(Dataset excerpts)
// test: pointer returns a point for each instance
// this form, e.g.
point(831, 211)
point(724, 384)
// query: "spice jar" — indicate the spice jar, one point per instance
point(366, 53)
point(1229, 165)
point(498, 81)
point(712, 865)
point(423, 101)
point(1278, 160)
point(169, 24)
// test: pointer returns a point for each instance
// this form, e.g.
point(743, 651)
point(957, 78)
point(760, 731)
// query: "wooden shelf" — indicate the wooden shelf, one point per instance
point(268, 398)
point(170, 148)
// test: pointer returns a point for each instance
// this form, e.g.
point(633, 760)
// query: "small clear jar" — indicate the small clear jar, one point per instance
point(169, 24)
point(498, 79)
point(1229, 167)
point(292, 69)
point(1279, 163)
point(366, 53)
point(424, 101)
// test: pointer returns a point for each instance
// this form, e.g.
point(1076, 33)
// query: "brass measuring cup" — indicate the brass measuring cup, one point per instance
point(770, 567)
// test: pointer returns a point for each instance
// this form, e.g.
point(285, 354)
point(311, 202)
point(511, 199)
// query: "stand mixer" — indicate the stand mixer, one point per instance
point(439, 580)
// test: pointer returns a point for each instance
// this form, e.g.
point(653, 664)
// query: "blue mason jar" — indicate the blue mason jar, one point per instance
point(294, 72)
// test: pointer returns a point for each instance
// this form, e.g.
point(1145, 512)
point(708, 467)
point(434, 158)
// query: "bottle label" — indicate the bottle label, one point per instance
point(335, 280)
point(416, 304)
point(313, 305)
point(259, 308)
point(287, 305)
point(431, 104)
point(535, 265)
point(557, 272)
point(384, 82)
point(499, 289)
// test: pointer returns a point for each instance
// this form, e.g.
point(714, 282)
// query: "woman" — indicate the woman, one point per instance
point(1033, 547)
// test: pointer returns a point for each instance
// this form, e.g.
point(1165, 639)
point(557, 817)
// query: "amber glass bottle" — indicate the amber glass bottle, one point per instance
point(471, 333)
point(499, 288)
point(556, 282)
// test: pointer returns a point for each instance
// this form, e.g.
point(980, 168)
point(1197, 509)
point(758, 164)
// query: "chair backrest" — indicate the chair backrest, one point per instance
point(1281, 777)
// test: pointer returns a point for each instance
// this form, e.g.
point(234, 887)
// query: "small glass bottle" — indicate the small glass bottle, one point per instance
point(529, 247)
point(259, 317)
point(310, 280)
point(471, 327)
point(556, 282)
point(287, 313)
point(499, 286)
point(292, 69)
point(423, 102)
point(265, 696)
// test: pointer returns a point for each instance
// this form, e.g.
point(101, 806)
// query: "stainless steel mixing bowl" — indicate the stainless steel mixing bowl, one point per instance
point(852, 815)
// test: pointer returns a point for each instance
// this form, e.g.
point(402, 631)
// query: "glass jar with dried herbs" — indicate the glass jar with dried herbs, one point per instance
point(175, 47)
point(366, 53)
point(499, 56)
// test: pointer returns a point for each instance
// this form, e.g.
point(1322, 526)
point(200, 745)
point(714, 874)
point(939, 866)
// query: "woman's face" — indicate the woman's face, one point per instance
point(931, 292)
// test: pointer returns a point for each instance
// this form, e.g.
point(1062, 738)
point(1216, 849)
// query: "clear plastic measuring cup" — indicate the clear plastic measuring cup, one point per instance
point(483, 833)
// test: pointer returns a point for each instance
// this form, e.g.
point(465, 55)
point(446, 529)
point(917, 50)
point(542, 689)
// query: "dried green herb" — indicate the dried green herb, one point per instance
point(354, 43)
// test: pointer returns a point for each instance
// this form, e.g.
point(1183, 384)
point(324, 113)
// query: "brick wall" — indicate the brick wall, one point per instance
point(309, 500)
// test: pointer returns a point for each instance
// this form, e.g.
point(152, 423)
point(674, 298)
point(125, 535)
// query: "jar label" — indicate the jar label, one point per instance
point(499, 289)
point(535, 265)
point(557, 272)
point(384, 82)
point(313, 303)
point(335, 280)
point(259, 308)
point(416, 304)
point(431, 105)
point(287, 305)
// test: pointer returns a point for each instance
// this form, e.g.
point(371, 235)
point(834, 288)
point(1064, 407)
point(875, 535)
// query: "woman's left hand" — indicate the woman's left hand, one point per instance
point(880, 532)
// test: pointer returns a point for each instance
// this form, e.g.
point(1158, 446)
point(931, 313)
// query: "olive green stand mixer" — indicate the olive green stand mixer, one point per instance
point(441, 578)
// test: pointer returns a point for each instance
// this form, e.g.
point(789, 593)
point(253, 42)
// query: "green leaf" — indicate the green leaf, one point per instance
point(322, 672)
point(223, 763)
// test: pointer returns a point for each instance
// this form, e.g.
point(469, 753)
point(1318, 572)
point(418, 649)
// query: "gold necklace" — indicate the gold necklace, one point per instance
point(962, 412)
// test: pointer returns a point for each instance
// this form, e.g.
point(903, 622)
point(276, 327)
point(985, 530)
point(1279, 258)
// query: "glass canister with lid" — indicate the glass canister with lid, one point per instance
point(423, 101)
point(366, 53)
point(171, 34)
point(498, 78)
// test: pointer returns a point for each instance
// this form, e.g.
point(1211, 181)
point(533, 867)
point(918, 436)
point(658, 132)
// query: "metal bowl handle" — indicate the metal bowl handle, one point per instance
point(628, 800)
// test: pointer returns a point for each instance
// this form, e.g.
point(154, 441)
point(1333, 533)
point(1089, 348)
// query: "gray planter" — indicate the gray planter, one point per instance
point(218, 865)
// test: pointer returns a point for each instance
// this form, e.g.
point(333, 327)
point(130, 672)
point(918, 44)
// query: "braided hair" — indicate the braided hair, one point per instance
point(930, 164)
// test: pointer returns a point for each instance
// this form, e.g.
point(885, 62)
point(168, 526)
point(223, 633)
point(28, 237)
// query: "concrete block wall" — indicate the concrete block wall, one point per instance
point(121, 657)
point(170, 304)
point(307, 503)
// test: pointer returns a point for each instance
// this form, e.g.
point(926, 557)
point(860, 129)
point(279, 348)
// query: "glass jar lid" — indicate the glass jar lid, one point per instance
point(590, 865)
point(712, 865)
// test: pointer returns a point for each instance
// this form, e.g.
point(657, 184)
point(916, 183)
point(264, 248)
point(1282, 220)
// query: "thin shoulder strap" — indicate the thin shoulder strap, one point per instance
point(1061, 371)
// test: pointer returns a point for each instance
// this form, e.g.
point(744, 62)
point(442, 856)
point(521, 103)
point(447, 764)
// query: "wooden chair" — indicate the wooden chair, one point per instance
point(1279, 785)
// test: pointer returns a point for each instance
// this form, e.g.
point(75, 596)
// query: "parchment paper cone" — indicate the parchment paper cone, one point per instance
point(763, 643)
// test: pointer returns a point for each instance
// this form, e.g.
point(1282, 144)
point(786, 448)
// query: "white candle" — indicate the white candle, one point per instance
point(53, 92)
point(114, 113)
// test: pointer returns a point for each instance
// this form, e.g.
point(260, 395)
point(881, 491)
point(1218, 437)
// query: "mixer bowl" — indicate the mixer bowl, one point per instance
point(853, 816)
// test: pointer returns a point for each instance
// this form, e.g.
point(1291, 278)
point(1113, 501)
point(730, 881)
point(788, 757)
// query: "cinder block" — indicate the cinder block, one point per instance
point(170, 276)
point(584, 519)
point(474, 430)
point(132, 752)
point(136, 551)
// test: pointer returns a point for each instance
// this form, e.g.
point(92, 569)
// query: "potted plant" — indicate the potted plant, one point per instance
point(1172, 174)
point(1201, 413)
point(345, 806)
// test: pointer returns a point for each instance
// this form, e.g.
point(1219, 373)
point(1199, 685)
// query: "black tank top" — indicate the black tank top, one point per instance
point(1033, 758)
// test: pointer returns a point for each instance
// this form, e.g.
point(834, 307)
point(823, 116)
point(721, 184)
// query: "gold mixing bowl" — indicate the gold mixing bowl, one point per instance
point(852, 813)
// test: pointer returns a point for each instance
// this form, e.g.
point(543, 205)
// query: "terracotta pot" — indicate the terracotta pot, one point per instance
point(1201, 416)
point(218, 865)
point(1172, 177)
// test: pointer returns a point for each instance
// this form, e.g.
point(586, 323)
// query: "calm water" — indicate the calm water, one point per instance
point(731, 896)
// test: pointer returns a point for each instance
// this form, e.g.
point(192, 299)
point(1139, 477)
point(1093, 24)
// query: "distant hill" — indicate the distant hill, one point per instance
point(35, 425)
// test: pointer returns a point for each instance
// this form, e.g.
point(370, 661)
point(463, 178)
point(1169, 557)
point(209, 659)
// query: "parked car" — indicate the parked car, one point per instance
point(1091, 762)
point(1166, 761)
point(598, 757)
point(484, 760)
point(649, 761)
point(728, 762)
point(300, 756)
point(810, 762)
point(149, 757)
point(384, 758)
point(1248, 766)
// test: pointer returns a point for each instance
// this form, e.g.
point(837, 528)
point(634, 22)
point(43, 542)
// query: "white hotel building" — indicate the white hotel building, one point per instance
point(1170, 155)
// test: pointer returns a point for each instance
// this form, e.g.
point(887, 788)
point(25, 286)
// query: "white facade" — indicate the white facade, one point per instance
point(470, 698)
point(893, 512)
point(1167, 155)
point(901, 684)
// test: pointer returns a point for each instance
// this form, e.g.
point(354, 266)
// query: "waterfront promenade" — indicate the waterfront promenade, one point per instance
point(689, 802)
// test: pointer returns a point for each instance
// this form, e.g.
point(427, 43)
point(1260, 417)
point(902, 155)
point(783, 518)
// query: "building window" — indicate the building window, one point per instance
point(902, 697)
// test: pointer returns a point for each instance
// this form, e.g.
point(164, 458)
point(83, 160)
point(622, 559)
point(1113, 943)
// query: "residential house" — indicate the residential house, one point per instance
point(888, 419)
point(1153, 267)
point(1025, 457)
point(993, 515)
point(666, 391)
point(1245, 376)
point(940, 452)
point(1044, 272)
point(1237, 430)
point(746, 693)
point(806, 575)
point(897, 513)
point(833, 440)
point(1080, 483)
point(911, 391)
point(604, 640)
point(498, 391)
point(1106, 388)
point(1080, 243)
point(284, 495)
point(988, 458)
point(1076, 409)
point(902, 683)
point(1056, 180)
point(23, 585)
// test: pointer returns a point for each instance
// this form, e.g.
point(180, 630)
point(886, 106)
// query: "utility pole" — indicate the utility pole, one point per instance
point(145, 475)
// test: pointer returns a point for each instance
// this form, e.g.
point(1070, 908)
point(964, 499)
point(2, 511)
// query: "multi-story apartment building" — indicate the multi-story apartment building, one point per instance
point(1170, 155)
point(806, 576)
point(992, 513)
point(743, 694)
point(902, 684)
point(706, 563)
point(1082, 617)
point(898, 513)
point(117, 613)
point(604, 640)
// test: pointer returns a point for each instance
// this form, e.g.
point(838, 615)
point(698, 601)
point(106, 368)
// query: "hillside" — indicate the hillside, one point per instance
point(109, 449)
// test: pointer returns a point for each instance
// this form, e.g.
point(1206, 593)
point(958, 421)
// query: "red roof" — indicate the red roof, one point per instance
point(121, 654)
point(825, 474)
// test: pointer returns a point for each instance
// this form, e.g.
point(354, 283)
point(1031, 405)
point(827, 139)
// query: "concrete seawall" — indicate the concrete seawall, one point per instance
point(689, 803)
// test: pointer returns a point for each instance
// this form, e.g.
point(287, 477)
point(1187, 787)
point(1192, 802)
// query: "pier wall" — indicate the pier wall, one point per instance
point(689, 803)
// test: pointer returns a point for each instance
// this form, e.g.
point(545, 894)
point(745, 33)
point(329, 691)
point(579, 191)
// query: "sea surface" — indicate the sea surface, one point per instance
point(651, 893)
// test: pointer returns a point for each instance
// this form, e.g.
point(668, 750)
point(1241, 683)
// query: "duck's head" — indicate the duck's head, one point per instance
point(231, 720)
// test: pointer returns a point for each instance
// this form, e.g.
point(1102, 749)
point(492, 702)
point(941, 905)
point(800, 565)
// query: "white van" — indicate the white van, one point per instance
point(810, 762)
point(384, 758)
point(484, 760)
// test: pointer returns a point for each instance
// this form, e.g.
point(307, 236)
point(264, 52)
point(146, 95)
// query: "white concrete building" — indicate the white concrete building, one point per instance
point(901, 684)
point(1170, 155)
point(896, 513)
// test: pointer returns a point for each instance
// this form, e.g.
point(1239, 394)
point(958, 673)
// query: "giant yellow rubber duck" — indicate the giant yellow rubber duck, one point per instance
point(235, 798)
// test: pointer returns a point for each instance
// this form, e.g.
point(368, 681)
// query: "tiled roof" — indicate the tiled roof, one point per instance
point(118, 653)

Your assignment ▸ Repeat, word for word, the lines from the start of the records to the line that contains "point(633, 760)", both of them included, and no others.

Solution for this problem ▸
// test: pointer returns a point for each instance
// this form, e.g.
point(831, 211)
point(724, 384)
// query: "spice jar" — indicate the spice jar, one point per instance
point(366, 53)
point(1229, 165)
point(498, 81)
point(712, 865)
point(423, 101)
point(1278, 160)
point(169, 24)
// test: pointer returns a point for each instance
// this form, e.g.
point(743, 651)
point(957, 78)
point(760, 731)
// query: "wooden shelf" — indicate the wooden shelf, one point per instance
point(268, 398)
point(170, 148)
// test: pointer returns a point for each instance
// this form, e.g.
point(633, 760)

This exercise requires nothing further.